DOCUMENT SEGMENT
----
A little over 10 years ago, a digital short on SNL changed the internet and YouTube forever. I am sure pretty much all of you are familiar with “Lazy Sunday – The Chronicles of Narnia” performed by the Lonely Island on Saturday Night Live, way back in 2005. What you may not be familiar with is how that one skit changed the history and future of YouTube.
(*actual video of skit not to be found due to legal issues with NBC, see legal fracas below)
The article ‘Lazy Sunday’ Turns 10: ‘SNL’ Stars Recall How TV Invaded the Internet in the December 2015 issue of Variety, profiled this skit and its impact on the internet.
“’Lazy Sunday’ was groundbreaking because it was the first TV programming to earn a second life on the Internet, collecting over 2 million views in its first week alone and setting off a legal fracas with NBC Universal months later.”
These days we take for granted the fact that this was not always the case. Now, talk shows (and comedy shows) now create content specifically for the web and the potential for virality and sharing. They are built with these digital platforms in mind and the life they can have after the airing of the show. I cannot even begin to count the number of videos I have seen shared on my Facebook feed and Twitter feed from late night shows specifically for this purpose – Carpool Karaoke, Lip Sync Battle (and pretty much every Jimmy Fallon skit), Mean Tweets, and the list goes on. And now SNL creates their skit with digital in mind, whereas the first time it was not planned and they fought it.
“When ‘Lazy Sunday’ came out, we were watching numbers on a site we had never heard of. It was this double whammy: we always got associated with the Internet, but it was television that made it possible. Then it became the currency of the popularity of our shows – oh, this one is really popular because it had X hits. YouTube really changed that, honestly. There was this second life to television.”
And now, it has all come full circle. While TV infiltrated the internet and the internet gave a “second life” to television, in 2016 it is the internet that is infiltrating television and changing it. Monday, February 29th marks the launch of Viceland, VICE Media’s own television channel. VICE began as a magazine in Montreal, and now has many online offshoots of “demographically focused platforms”. VICE is truly a multi-platform and multimedia company that built its reputation through alternative channels including the web, and now it is simply adding TV to its list of media. My awareness and knowledge of VICE is through their documentaries which are online, but they are now taking over the traditional TV medium with their content.
Another example of television looking to the internet is the TV show Lip Sync Battle. Yes, the same as the Fallon skit I mentioned above. It is based on the skit from Fallon’s show, and therefore did start on TV, it is because of its popularity online that it become its own show on Spike TV, and the videos of the performances from the show continue to rack up huge numbers on YouTube. I would bet that the digital life of those performances is way higher than the audience actually watching the show while it airs. It is one of the many shows that does better online and afterwards than when it actually airs.
I think what VICE demonstrates is that the focus these days is truly on multi-media and multi-platform success. A skit cannot just be well-received on the show when it airs, it needs to have a life afterwards online. It needs to be useable and shareable on various mediums and channels and to have as much of a second life as possible.
It will be interesting to see how television and the internet continue to evolve as they begin to merge more into each other.
----
DATA SHOWN
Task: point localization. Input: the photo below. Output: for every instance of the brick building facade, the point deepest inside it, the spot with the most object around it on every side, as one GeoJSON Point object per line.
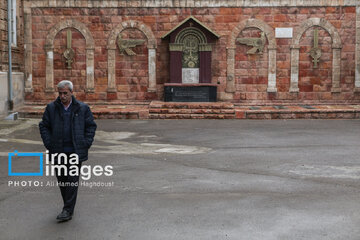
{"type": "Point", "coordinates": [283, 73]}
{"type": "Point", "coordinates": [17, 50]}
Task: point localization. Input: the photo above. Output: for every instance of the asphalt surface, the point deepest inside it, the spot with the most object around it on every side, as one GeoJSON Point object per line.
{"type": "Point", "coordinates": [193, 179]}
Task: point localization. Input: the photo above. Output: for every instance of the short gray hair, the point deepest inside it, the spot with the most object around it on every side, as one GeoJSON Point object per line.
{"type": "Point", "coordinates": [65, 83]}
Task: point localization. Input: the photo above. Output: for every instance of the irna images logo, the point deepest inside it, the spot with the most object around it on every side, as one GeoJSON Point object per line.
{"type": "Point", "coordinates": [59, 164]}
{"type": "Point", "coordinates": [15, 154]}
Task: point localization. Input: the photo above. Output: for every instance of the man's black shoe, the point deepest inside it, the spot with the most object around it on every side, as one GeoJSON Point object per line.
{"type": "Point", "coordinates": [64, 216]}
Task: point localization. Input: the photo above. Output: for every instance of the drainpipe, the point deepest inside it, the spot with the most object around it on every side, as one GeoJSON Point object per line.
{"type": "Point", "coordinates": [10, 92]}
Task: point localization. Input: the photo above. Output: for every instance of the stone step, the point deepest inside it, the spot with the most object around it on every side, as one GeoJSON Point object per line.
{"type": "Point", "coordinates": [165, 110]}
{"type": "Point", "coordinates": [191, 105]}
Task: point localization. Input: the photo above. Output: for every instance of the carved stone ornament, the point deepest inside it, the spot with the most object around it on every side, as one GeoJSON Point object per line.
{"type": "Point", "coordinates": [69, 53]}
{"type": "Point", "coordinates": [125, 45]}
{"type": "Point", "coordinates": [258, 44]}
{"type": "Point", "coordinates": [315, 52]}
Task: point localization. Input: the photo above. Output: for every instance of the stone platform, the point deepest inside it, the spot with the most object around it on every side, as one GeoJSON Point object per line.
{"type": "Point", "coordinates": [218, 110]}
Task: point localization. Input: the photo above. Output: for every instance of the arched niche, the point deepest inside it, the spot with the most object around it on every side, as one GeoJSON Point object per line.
----
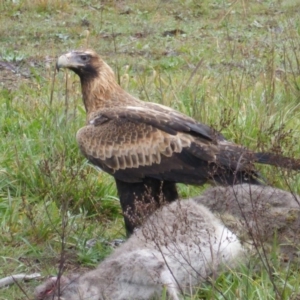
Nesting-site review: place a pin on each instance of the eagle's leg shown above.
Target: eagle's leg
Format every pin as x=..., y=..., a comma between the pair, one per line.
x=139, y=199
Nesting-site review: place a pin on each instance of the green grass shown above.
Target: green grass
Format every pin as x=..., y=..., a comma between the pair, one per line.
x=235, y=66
----
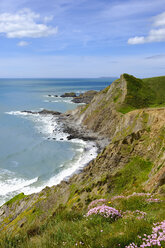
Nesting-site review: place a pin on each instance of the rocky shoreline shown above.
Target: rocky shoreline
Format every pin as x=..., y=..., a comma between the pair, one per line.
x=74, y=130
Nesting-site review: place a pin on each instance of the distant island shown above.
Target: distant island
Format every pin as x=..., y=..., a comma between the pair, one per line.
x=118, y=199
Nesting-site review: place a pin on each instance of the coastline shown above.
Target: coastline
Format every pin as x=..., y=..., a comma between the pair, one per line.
----
PROBLEM TO WORK ON
Reproduce word for word the passage of the Lazy Sunday article between "A little over" and "legal fracas below)", inclusive.

TASK RESPONSE
A little over 10 years ago, a digital short on SNL changed the internet and YouTube forever. I am sure pretty much all of you are familiar with “Lazy Sunday – The Chronicles of Narnia” performed by the Lonely Island on Saturday Night Live, way back in 2005. What you may not be familiar with is how that one skit changed the history and future of YouTube.
(*actual video of skit not to be found due to legal issues with NBC, see legal fracas below)